Written request —
Copy every line of the records below word for word, changing nothing.

>> Begin Entries shown

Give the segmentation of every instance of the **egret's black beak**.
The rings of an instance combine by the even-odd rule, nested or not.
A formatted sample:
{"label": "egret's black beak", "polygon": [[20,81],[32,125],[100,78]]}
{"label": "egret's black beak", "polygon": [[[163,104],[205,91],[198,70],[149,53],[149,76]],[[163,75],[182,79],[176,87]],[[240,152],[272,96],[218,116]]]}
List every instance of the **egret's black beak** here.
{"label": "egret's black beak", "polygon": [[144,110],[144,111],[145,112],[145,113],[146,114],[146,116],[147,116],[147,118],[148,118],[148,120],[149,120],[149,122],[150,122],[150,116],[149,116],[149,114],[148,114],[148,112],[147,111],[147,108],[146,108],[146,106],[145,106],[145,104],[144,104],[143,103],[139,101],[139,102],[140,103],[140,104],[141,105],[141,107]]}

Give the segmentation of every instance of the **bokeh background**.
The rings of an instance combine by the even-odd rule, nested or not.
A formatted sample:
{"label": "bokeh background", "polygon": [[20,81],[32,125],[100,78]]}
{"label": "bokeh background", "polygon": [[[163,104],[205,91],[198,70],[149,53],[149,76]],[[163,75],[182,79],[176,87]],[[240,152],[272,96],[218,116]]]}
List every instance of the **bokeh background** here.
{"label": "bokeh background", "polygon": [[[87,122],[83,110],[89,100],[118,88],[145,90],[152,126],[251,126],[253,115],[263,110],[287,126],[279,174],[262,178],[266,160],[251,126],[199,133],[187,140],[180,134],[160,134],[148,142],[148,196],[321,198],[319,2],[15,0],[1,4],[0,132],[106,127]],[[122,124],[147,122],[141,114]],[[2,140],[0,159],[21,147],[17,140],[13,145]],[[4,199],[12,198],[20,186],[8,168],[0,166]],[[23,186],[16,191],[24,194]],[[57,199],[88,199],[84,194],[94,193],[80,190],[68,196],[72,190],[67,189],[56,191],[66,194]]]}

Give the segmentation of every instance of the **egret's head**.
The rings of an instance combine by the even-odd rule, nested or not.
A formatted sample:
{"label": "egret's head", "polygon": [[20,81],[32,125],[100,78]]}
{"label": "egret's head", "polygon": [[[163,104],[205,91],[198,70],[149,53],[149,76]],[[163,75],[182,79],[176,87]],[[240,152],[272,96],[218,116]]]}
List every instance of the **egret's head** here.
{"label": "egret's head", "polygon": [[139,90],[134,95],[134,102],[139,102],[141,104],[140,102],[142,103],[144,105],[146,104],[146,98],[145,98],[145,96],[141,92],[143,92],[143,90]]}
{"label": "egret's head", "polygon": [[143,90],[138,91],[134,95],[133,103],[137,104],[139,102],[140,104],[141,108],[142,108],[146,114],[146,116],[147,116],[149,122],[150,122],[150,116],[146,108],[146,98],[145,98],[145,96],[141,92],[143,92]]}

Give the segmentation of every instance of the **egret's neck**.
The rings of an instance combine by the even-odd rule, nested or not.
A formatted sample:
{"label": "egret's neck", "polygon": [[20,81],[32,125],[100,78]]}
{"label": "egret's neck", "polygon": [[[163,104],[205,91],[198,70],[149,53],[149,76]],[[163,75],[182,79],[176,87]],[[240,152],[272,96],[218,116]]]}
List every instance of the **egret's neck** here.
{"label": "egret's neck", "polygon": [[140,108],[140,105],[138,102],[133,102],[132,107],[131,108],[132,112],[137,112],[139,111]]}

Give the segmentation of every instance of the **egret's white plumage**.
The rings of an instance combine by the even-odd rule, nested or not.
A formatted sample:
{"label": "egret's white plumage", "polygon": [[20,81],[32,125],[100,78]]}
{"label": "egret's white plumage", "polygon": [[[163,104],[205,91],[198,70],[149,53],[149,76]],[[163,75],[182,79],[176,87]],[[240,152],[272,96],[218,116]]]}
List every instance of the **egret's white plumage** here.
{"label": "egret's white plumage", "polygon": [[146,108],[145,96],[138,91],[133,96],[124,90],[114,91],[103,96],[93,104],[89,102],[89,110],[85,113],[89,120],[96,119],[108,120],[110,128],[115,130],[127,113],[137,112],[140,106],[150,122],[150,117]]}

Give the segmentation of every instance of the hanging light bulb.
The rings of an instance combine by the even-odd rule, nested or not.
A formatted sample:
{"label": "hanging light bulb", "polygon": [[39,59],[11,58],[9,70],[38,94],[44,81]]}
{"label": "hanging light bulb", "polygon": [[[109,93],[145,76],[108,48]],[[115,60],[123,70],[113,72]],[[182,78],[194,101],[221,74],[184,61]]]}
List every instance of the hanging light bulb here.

>> End Entries shown

Result for this exercise —
Give the segmentation of every instance of the **egret's black beak**.
The rings of an instance combine by the even-odd rule, nested or not.
A formatted sample:
{"label": "egret's black beak", "polygon": [[20,81],[32,125],[100,78]]}
{"label": "egret's black beak", "polygon": [[[163,104],[205,91],[198,70],[149,53],[149,76]],[[163,75],[182,79],[176,87]],[[240,152],[272,96],[218,116]]]}
List every instance of the **egret's black beak** here.
{"label": "egret's black beak", "polygon": [[144,110],[144,111],[145,112],[145,113],[146,114],[146,116],[147,116],[147,118],[148,118],[148,120],[149,120],[149,122],[150,122],[150,116],[149,116],[149,114],[148,114],[148,112],[147,111],[147,108],[146,108],[146,106],[145,106],[145,104],[144,104],[143,103],[139,101],[139,102],[140,103],[140,104],[141,105],[141,107]]}

Give the segmentation of every instance of the **bokeh background**.
The rings of an instance combine by the even-odd rule, nested or not.
A formatted sample:
{"label": "bokeh background", "polygon": [[20,81],[32,125],[100,78]]}
{"label": "bokeh background", "polygon": [[[163,104],[205,91],[198,70],[149,53],[149,76]],[[163,75],[182,79],[176,87]],[[240,152],[272,96],[218,116]]]}
List every instance of the **bokeh background** here.
{"label": "bokeh background", "polygon": [[[87,122],[83,110],[89,100],[118,88],[145,90],[152,126],[251,126],[253,115],[263,110],[287,126],[279,174],[262,178],[266,160],[251,126],[199,133],[187,140],[180,134],[160,134],[148,142],[148,196],[321,198],[319,2],[15,0],[1,4],[0,132],[106,127]],[[122,124],[147,122],[141,114]],[[2,140],[0,159],[21,147],[17,140],[13,145]],[[4,199],[12,198],[20,186],[8,168],[0,166]],[[23,186],[16,191],[24,194]],[[57,199],[88,199],[84,194],[94,193],[80,190],[68,196],[72,190],[67,189],[56,191],[66,194]]]}

Give the segmentation of every instance of the **egret's head**.
The rings of an instance combine by the even-odd rule, nested or not.
A formatted sample:
{"label": "egret's head", "polygon": [[20,81],[32,125],[100,78]]}
{"label": "egret's head", "polygon": [[[163,104],[205,91],[198,70],[149,53],[149,76]],[[163,75],[182,79],[176,87]],[[240,152],[272,96],[218,116]]]}
List every instance of the **egret's head** here.
{"label": "egret's head", "polygon": [[139,90],[134,95],[134,102],[139,102],[141,104],[140,102],[142,103],[144,105],[146,104],[146,98],[145,98],[145,96],[141,92],[143,92],[143,90]]}
{"label": "egret's head", "polygon": [[143,90],[138,91],[134,95],[133,103],[137,104],[139,102],[140,104],[141,108],[142,108],[146,114],[146,116],[147,116],[149,122],[150,122],[150,116],[146,108],[146,98],[145,98],[145,96],[141,92],[143,92]]}

Give the segmentation of every instance of the **egret's neck**.
The rings of an instance combine by the even-odd rule, nested or not.
A formatted sample:
{"label": "egret's neck", "polygon": [[20,81],[32,125],[100,78]]}
{"label": "egret's neck", "polygon": [[[163,104],[205,91],[198,70],[149,53],[149,76]],[[163,75],[182,79],[176,87]],[[240,152],[272,96],[218,116]]]}
List every instance of the **egret's neck** here.
{"label": "egret's neck", "polygon": [[140,108],[140,105],[138,102],[133,102],[132,107],[131,108],[132,112],[137,112],[139,111]]}

Give the segmentation of every instance of the **egret's white plumage**.
The rings of an instance combine by the even-odd rule, nested or not.
A formatted sample:
{"label": "egret's white plumage", "polygon": [[20,81],[32,125],[100,78]]}
{"label": "egret's white plumage", "polygon": [[[163,104],[205,91],[198,70],[149,53],[149,76]],[[163,75],[182,79],[176,87]],[[240,152],[272,96],[218,116]]]}
List every instance of the **egret's white plumage** here.
{"label": "egret's white plumage", "polygon": [[146,108],[145,96],[138,91],[133,96],[124,90],[114,91],[103,96],[93,104],[89,102],[89,110],[85,113],[89,120],[96,119],[108,120],[110,128],[115,130],[127,113],[137,112],[140,106],[150,122],[150,117]]}

Give the segmentation of every instance of the hanging light bulb.
The rings of an instance combine by the even-odd rule, nested or not.
A formatted sample:
{"label": "hanging light bulb", "polygon": [[39,59],[11,58],[9,70],[38,94],[44,81]]}
{"label": "hanging light bulb", "polygon": [[[109,93],[145,76],[108,48]],[[115,60],[123,70],[113,72]],[[182,78],[194,101],[221,74],[184,61]]]}
List every instance of the hanging light bulb here.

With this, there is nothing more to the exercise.